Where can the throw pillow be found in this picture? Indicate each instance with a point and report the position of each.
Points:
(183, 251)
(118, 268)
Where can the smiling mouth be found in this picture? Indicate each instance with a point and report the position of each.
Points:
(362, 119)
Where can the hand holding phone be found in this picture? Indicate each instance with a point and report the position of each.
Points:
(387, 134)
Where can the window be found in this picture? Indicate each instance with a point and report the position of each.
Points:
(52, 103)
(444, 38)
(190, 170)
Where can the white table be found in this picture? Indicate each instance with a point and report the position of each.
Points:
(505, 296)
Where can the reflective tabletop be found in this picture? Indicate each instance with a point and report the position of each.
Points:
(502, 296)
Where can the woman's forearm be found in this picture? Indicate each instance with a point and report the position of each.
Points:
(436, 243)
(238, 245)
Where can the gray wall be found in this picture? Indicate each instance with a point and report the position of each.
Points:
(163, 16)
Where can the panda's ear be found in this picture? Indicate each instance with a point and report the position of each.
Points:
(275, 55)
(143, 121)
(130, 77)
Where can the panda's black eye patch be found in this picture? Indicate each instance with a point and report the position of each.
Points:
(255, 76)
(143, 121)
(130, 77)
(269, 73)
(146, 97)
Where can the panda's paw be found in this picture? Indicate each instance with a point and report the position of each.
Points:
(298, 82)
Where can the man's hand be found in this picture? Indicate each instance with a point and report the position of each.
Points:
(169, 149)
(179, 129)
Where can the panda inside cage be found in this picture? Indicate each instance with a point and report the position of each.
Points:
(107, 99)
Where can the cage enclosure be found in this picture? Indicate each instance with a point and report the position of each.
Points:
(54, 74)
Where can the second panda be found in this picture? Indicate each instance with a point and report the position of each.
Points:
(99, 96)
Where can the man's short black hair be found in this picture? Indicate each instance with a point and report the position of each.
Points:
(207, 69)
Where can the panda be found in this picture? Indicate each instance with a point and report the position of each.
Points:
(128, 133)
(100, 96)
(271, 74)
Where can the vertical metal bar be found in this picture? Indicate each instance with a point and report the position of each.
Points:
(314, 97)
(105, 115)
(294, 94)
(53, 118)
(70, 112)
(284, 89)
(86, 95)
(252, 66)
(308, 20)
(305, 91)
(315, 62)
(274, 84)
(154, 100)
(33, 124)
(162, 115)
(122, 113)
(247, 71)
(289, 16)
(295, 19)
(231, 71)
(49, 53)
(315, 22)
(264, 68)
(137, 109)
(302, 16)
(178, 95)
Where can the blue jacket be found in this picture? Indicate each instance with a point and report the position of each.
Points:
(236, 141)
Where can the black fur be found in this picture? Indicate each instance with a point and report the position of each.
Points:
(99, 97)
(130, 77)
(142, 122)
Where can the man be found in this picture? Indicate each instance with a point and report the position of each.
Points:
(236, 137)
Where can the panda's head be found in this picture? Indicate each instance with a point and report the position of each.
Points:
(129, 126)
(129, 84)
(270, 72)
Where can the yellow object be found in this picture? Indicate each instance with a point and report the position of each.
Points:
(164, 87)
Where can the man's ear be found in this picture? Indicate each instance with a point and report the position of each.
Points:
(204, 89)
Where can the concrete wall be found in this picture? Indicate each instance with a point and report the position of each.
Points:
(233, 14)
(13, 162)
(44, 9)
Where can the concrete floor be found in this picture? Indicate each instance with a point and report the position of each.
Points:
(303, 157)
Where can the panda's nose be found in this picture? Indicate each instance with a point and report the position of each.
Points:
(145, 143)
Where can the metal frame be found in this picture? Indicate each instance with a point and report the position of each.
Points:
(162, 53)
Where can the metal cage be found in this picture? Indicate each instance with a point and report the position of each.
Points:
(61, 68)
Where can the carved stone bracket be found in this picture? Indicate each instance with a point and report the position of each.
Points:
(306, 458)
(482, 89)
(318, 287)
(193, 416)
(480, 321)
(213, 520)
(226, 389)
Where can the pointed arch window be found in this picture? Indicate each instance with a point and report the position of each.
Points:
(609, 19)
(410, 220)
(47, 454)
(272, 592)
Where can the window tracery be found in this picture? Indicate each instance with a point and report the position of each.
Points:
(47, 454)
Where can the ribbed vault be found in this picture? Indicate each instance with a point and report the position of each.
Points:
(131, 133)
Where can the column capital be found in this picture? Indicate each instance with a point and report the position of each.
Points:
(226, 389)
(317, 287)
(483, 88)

▸ **PROBLEM DETAILS**
Find the string "wall" in the entries above and return each line that holds it.

▸ **EXPECTED ANSWER**
Where can the gray wall be found in this picture? Indicate each instance with a point and report the position of each.
Where can the concrete wall be found in this picture? Indicate each instance with a point and report the position of each.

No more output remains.